Task
Every line of the data below should be written out word for word.

(Natural language region descriptions)
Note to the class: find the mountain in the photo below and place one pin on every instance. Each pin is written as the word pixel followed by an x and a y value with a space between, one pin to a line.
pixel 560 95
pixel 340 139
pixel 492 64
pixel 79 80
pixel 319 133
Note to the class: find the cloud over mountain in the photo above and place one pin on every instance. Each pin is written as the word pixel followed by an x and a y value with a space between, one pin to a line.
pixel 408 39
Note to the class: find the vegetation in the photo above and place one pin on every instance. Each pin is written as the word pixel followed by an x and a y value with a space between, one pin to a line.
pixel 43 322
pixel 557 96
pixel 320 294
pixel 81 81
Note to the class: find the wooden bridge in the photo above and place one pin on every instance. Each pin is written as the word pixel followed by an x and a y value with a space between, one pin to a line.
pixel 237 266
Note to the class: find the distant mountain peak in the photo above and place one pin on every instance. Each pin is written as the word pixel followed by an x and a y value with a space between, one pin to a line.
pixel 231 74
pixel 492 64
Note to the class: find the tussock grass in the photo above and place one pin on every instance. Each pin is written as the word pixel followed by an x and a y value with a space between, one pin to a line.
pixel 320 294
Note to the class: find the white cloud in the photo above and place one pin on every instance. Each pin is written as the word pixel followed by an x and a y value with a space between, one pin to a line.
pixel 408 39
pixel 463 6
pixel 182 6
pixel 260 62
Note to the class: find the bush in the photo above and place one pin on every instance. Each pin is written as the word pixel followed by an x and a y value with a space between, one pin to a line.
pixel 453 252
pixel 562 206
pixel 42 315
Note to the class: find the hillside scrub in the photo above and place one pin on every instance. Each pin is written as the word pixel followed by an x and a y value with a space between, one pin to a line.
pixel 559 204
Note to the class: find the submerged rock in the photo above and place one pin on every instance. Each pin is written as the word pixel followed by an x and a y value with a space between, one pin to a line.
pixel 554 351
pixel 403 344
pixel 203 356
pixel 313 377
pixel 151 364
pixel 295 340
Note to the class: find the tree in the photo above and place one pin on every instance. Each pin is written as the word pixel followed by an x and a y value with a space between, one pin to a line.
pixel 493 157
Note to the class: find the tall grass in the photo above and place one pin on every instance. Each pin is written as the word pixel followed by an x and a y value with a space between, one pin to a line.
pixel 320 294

Exercise output
Note to the class: find the mountain in the photo below and place one pin on every instance. Each pin is written as the word pixel followed by an x and a y value with a space between, one pin to a line.
pixel 560 95
pixel 340 139
pixel 492 64
pixel 79 80
pixel 319 133
Note to the class: find the cloud over mountain in the photo above and place one pin on every instance. Each pin is written as the word pixel followed by an x and a y value with a space between, one pin to a line.
pixel 408 39
Note to the class: find the vegetation in the photo above and place one pin on every instance. Each pin is written as the word pixel followed by an x and a y value with a space between, one pin to a line.
pixel 43 322
pixel 557 96
pixel 320 294
pixel 81 81
Note to the class: find the wooden bridge in the photo above and place one pin on every instance. Each pin is written as the word pixel followed by an x and a y value with a space between, one pin to a line.
pixel 237 266
Note to the class: find the distant mountain peak in the photo above and place one pin on every instance. Each pin is written as the word pixel followed by an x and a y value with a space between, one pin to a line.
pixel 231 74
pixel 492 64
Note to the class: find the tussock grass in the photo above and place one pin on every instance. Each pin is written as the word pixel followed by an x and a y value with a space between, one pin to a line.
pixel 320 294
Note to the class: find the white cloud in the photo above and place one pin on every instance. Each pin is written as the word pixel followed by an x and a y value with a space between, one pin to a line.
pixel 408 39
pixel 463 6
pixel 182 6
pixel 260 62
Note to the class: find the bush in the photo above and place one pin on every instance. Each pin is written as the word pixel followed by an x and a y value with a space between, one pin to a line.
pixel 453 252
pixel 562 206
pixel 42 315
Note to the class: find the hillside scrub in the photo above and place one pin on every instance. Each pin is written as the word pixel followed by an x and a y value with a space between, one pin to a line.
pixel 559 204
Note to the class: find the submerged rock in the photo above and place one pin on every instance. Each pin is written as the word pixel followed by an x and a y value with a space between, one pin to a line.
pixel 554 351
pixel 403 344
pixel 203 356
pixel 313 377
pixel 151 364
pixel 295 340
Note to the class: find the tree in the photo above and place one pin on every instance. Each pin is written as the word pixel followed by an x and a y value with a space between, one pin to a line.
pixel 493 157
Note to the class: find the tall grass in the photo above and place one pin on every instance. Each pin is written as the word pixel followed by an x and a y value with a space between, one pin to a line.
pixel 320 294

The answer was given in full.